▶ EXCERPTED PASSAGE:
>>>>>
Overall, I think the coursework prepared me for the internship. The readings and projects forced me to think about how the work I create will be seen and utilized by the public. I was already somewhat familiar with this perspective while working in instruction and research assistance in an academic library. However, the readings helped expand my perspective about what is needed for a broader public audience. While researching additional interpretations of public history (during the Digital Public History class), I came across the article “From Private Story to Public History: Irene Rathbone Revises the War in the Thirties” by Genevieve Brassard.  She pointed to the need for multiple voices in telling history. By complimenting our museum list from De Gruyter with research through Google, we opened up the previously closed-off and heavily restricted list. Hopefully, this will help bring multiple perspectives to the project since we included museums and other cultural institutions that would have been overlooked. This approach helps to fill in the gaps with populations that may be otherwise overlooked. Public history and public humanities address issues like “whose history” and “whose public.” These fields are naturally interdisciplinary just like museum studies. They see events and objects within a larger context and include fields like politics, economics, arts, and culture.

One of the main things I learned during this internship is that any project, especially such as large-scale project as SCRI, needs clear directions and procedures. In part, this clarity is needed because there is a large amount of data involved. The other reason is that this information is being created and edited by multiple people, including a constant turnover of interns. I was grateful that SCRI provided a thorough code book to guide us through entering data into the assigned spreadsheets. Of course, we still had questions and needed clarifications regarding the data entry. However, Gracie was very responsive in regards to these questions.
<<<<<
▶ LISTED ENTRIES:
>>>>>
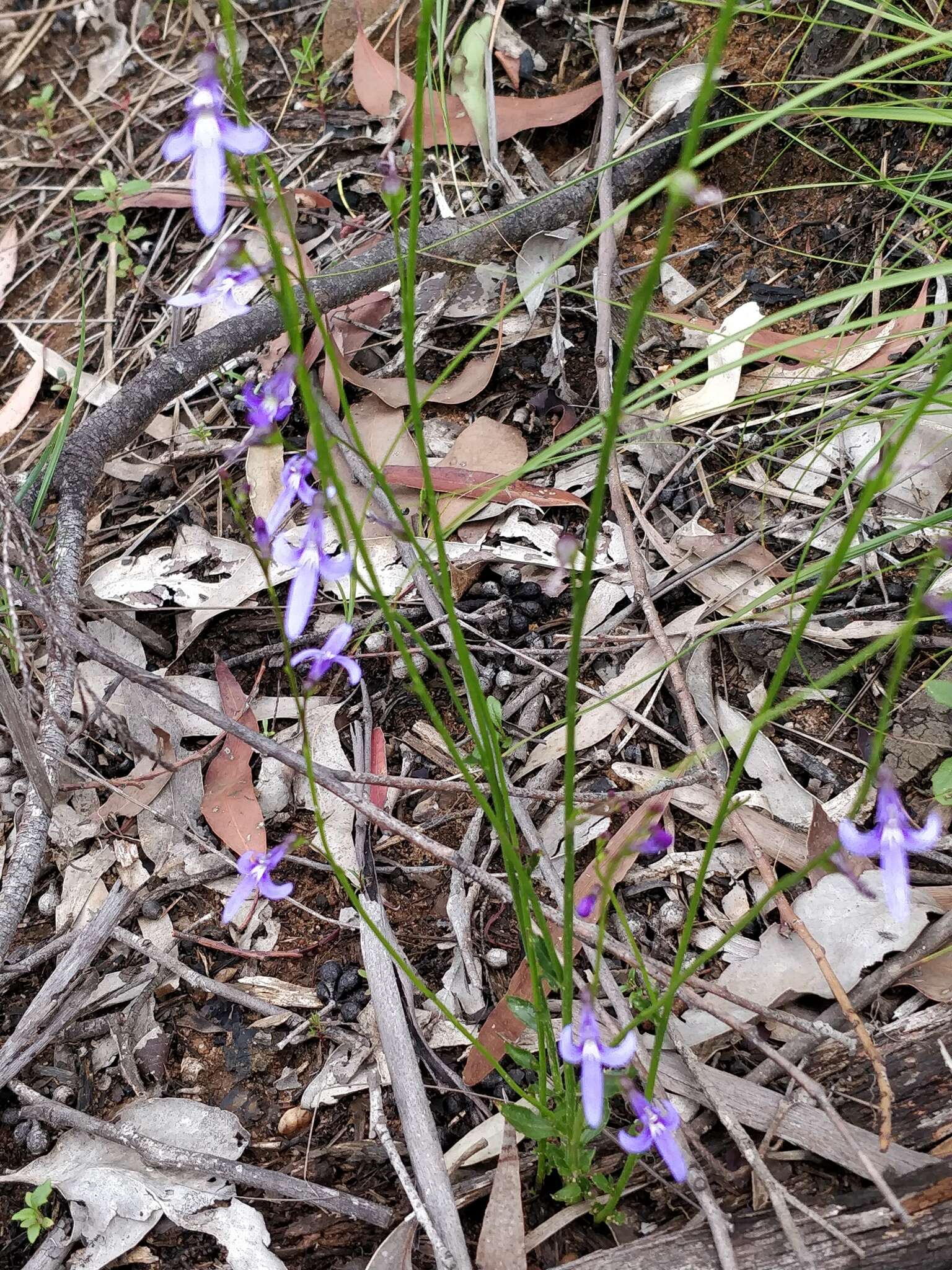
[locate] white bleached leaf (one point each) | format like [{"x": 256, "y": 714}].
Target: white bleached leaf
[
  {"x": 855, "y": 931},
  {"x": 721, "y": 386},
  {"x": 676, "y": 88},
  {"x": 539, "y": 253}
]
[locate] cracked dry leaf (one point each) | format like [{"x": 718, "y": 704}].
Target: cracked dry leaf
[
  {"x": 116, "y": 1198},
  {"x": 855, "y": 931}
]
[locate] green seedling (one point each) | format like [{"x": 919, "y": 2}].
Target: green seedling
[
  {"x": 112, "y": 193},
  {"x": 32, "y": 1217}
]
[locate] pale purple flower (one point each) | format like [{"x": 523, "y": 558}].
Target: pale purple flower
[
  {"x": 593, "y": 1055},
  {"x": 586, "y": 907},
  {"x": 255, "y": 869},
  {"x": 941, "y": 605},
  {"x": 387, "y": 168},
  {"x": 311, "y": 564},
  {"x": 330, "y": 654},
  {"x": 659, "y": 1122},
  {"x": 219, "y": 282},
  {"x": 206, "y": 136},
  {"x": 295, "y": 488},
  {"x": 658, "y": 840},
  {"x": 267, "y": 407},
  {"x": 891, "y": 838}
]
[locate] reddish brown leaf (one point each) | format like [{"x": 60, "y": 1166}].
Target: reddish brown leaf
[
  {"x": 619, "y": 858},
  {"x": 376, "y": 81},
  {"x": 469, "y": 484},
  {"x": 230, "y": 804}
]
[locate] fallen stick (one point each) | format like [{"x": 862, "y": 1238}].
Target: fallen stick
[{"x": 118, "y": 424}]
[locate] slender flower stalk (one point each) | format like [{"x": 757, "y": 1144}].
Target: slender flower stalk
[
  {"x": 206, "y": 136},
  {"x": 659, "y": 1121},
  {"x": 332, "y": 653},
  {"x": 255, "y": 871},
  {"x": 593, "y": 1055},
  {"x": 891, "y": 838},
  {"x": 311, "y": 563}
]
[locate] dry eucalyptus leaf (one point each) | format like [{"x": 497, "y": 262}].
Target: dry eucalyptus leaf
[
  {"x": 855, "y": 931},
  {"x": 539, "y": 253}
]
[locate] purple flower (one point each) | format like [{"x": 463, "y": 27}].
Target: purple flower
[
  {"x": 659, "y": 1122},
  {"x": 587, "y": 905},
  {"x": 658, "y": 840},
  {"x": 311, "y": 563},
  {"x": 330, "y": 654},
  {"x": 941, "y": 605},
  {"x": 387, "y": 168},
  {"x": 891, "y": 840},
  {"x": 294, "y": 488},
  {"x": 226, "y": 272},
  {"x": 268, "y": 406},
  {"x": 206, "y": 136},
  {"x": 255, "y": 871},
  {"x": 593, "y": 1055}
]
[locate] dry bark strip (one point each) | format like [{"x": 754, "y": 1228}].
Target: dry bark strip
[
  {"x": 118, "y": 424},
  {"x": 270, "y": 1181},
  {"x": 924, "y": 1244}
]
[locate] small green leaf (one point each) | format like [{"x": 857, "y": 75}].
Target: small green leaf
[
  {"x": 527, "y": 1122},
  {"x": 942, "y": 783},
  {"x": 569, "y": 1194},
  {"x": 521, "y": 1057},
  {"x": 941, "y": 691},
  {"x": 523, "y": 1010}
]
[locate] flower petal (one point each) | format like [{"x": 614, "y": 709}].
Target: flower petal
<<<<<
▶ DIRECTIONS: Continue the reflection on the internship and its coursework, picking up after its final sentence.

▶ RESPONSE:
Another lesson learned during the internship was the need to create clean, tidy data. This lesson reinforced what we learned throughout our coursework. In addition to group suggestions already mentioned, I also corrected some spelling errors. Although it was a simple edit to correct the spellings of Ireland and Poland, the errors meant that some museums were not included when filtering the data for those countries. It is essential to have clean spreadsheets in order to covert files to a CSV format and upload these files to various platforms. This approach will alleviate any issues when transferring information to another platform or even an updated version of the existing platform (since Google Fusion Tables currently has a more elaborate beta version).

In addition, the internship reinforced class readings about copyright and fair use. Dealing with copyright is already a complicated issue, but addressing this issue with digital materials makes it even more complicated. This is one of the reasons that we were required to only include copyright-free or our own images with our SCRI blog posts. In order to find viable images, I utilized resources discussed in earlier classes as well as a personal photograph.

Creative Commons Label

Overall, both the courses and internship will influence my professional work. It has already impacted my work with the artists’ books collection that I started for Atkins Library at UNC-Charlotte. I am more cognizant of making sure the metadata describing the books is written in clean, clear spreadsheets that can be easily adapted for a variety of digital humanities tools such as mapping and networking. Along with a colleague in our Digital Strategies department, I will also be supervising a library science graduate student this summer. The fellowship focuses on the digital humanities through the lens of special collections and modeling. The class readings have prepared me to guide our fellow to the core/meaningful texts and projects (e.g. projects created through the Rosenzweig Center for History and New Media) and key scholars in the field (e.g. Miriam Posner and Johanna Drucker). Even though my internship was virtual, continual communication was critical to the success of the internship. I will also take this lesson and apply it to the fellowship.

Denmark

Last semester I spent becoming familiar with the Georeferenced Cultural Repository Inventory Codebook. For example, I had to research sites in order to rank them by cultural significance. Some sites proved easier to rank than others. I also became familiar about how to use Google Maps to mark a precise latitude and longitude. The focus of our information gathering had an almost frenetic feel because we were researching sites in the Caribbean, many of which was affected by Hurricanes Rita and Irma.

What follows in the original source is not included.